Required task:
Convert the lines below, from the one containing "For the benchmark, drop one pin per instance of the tower" through the final line, inclusive, into a numbered list with blank lines omitted.

:::::

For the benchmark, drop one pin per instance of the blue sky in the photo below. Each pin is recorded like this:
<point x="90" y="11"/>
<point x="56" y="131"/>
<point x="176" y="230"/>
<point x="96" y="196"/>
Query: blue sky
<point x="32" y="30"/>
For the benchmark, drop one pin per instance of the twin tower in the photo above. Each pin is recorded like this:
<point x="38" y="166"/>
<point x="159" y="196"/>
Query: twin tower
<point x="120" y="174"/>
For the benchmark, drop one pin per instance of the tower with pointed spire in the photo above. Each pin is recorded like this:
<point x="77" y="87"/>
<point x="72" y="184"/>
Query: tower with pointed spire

:::::

Reply:
1. For the benchmark, drop one pin per instance of the tower with pointed spire in the photo above. Each pin is recorded like this:
2. <point x="77" y="87"/>
3. <point x="72" y="184"/>
4. Query: tower with pointed spire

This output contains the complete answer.